Each record is to be printed again exactly, though not its pictures.

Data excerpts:
════════════════════

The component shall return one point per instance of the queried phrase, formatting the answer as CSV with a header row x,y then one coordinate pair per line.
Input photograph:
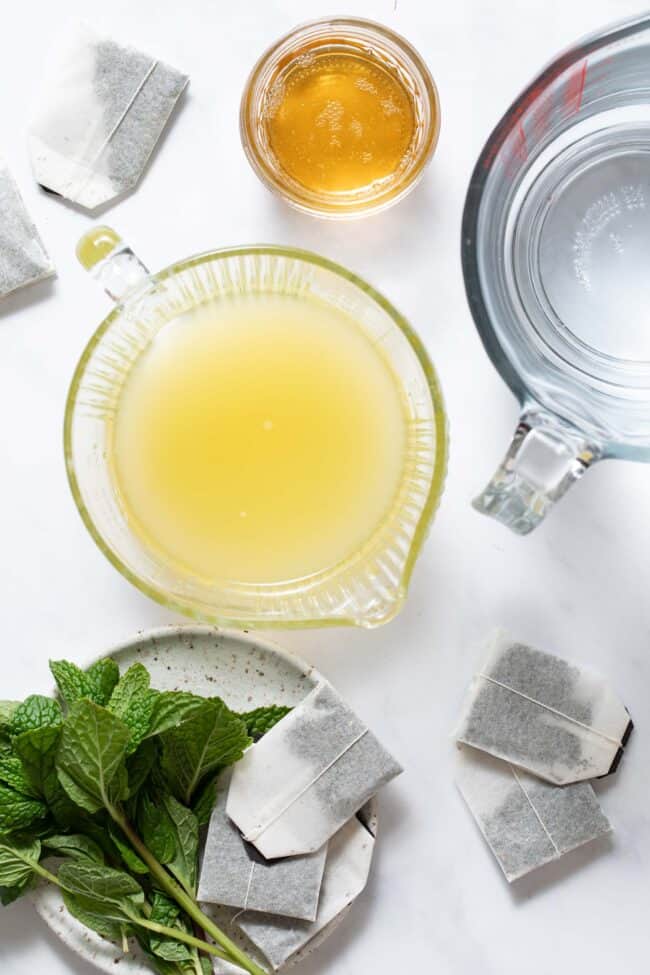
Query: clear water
x,y
580,245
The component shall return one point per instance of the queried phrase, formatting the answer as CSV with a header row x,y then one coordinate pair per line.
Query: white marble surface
x,y
580,585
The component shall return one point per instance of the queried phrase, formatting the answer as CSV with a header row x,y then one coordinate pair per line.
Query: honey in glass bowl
x,y
340,117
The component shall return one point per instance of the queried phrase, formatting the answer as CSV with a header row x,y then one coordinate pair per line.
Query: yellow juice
x,y
259,439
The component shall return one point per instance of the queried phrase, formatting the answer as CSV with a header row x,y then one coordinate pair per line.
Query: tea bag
x,y
23,258
297,786
526,822
559,721
346,874
99,116
234,874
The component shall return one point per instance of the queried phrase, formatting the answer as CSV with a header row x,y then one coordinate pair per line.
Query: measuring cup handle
x,y
112,262
546,456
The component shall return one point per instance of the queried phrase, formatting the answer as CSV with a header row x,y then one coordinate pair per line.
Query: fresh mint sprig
x,y
116,782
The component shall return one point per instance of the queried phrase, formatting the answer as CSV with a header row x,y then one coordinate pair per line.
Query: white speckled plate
x,y
247,672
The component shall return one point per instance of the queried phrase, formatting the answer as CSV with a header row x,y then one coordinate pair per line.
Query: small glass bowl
x,y
340,35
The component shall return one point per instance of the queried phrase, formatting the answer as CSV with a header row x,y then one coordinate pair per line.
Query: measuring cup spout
x,y
545,458
103,253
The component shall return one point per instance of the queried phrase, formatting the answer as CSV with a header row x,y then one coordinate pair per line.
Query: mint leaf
x,y
35,711
130,858
116,892
17,861
171,831
166,912
18,812
132,685
7,711
76,846
161,966
140,764
211,738
71,681
10,894
261,720
156,829
91,757
171,708
205,800
37,752
103,676
91,915
133,702
13,774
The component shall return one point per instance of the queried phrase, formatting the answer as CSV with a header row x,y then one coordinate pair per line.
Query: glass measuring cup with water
x,y
556,259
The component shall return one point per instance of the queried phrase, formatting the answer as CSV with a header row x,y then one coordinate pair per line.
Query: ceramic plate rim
x,y
84,948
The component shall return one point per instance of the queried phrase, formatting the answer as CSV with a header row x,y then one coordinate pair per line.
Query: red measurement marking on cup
x,y
574,88
534,112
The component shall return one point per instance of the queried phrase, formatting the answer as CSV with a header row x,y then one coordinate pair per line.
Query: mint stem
x,y
176,934
183,899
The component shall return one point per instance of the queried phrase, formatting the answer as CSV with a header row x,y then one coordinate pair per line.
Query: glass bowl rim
x,y
439,421
376,203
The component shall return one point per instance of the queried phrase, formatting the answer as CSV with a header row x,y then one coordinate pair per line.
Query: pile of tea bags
x,y
533,728
23,258
291,839
100,113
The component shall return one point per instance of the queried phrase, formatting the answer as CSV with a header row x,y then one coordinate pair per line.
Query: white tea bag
x,y
346,874
526,822
307,776
559,721
99,116
234,874
23,258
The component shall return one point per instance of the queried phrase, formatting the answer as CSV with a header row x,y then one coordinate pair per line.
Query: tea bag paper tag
x,y
346,873
526,822
309,774
100,113
235,875
559,721
23,258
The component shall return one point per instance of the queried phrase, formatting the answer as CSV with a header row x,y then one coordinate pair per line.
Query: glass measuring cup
x,y
365,589
556,259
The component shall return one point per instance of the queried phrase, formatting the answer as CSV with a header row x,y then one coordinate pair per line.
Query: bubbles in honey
x,y
337,123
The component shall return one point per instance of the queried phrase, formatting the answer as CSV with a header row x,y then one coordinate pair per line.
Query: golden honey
x,y
340,117
339,122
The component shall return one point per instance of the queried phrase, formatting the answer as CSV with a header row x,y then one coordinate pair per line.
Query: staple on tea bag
x,y
346,874
234,874
99,117
23,258
526,822
559,721
297,786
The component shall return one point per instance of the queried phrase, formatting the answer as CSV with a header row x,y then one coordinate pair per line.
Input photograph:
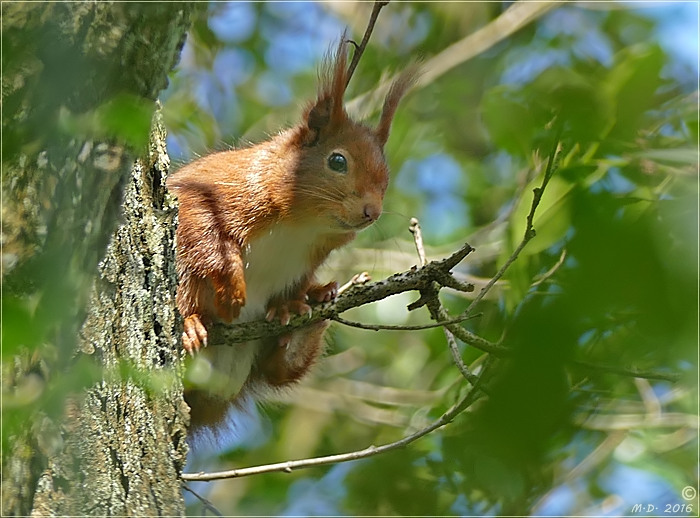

════════════════════

### RESULT BELOW
The component shall return one point per instance of the queried phrase, formatting the answer as CSV with a header row x,y then one coordinate pair per line.
Input photograph:
Query: clear water
x,y
580,245
The component shall return one point per instance of the queried phrase, formatting the answer as CSV with a header row x,y then one coordinate pair per line.
Query: white marble surface
x,y
580,585
The component shall return one point per instance of the queried phrase, formatting the answer as CSV with a header row x,y then one coordinate pair per line.
Query: honey in glass bowl
x,y
340,117
The component shall return one point per instance of the queried phrase, formatting the answer as CSV with a header row x,y then one coordinate pair per line.
Query: yellow juice
x,y
259,439
The component shall return one point per instance of the queried phrase, formatting the answer as CSV with a header row x,y then one coordinate pair per line.
Query: tea bag
x,y
23,258
297,786
526,822
559,721
346,874
99,116
234,874
The component shall return one point per instance of the queried phrase, formatting the answer as CSV with a header row x,y then one coordinate pair per line.
Query: measuring cup handle
x,y
112,262
546,456
The component shall return one point per instance of the queried phrase, formatting the answer as CSV with a header row x,y then one coordinate pair per line.
Query: fresh mint sprig
x,y
116,782
The component shall return one point per instance of the queried phrase, formatting the answer as CSV with a header row x,y then one coordinate pair per line.
Query: white speckled plate
x,y
247,672
The component shall return one point per instance of the queried phrase, formatting the answer as CSV with a header row x,y then one coordinate pair per line.
Query: small glass bowl
x,y
340,35
The component shall return one point per instance of the queried phrase, formatting the answer as CSV with a header row x,y then one coordinate pair per line.
Query: measuring cup spout
x,y
545,458
103,253
The component shall return one point per instance of the queried phrase, formatting the answer as CSV with a header row x,y then one coordinate pair per line.
Query: mint leaf
x,y
35,711
130,858
116,892
17,861
171,831
166,912
18,812
132,685
7,711
76,846
161,966
140,764
211,738
71,681
10,894
261,720
156,829
91,757
171,708
205,800
37,752
103,676
91,915
133,702
13,774
The component shall return one point per instance of the queried phrase, formatting the answer as CSV with a header row x,y then one coordinate pair per line.
Query: glass measuring cup with water
x,y
556,259
The component shall return one point per instance of the queried phrase, formatting the answer as CSV with a header row x,y then one coordinate pair per line.
Query: ceramic plate rim
x,y
84,948
The component shall return one point per instance of the queried phrase, formatting the answer as CSV with a header row x,y then one coordinate pair per line.
Query: red measurement marking on cup
x,y
574,88
534,112
The component shall return one point per instance of the queried phrase, formatting the answer as CSV with a header row x,y then one coordinate pair per line.
Query: mint stem
x,y
176,934
183,899
The component shall return one point per instance of the queried phrase, formatting the answer as CSV with a header row x,y then one coordinate pair per line.
Query: glass bowl rim
x,y
439,421
376,203
The component shall return one point per instance of the queried phrase, formatting the answer as CSV with a header row x,y then one coordinate pair per line.
Query: pile of tea bags
x,y
533,728
23,258
291,839
100,113
The component shall return one point per instance of the queried phrase, formatting the answer as CSV with a header row x,y then one coordinate pair per line.
Query: white tea bag
x,y
346,874
526,822
307,776
559,721
99,116
234,874
23,258
The component shall return one point per instance of the queried phrase, formatting the answer as CSV with a header row x,y then one coordinate pair per line.
Query: tea bag paper tag
x,y
346,873
526,822
309,774
100,113
235,875
559,721
23,258
The component shall return one point per instance of the queried phrase, formatting the answer as CSV with a header row x,y then one coordinate pair per line.
Query: glass measuring cup
x,y
365,589
556,259
The component shall return one point per instance of the queried phrase, formatting the answer as CSV with a header row x,y then one coordinate pair per line.
Query: bubbles in honey
x,y
337,123
The component shall return one point per instance of the queried phrase, formatting the answer as CSV with a header row x,y then one coordinate pair per line.
Query: golden honey
x,y
340,117
339,122
The component shall return one point per instance of the queried phrase, formatting the answer as CSV with a header row x,y then one coordinate pair per line.
Query: staple on tea bag
x,y
346,874
234,874
99,117
23,258
526,822
559,721
297,786
The component shall return one point per instance of the queried phrase, formatting the answer as CSV with a header row x,y then one coordinate pair per line.
Input photograph:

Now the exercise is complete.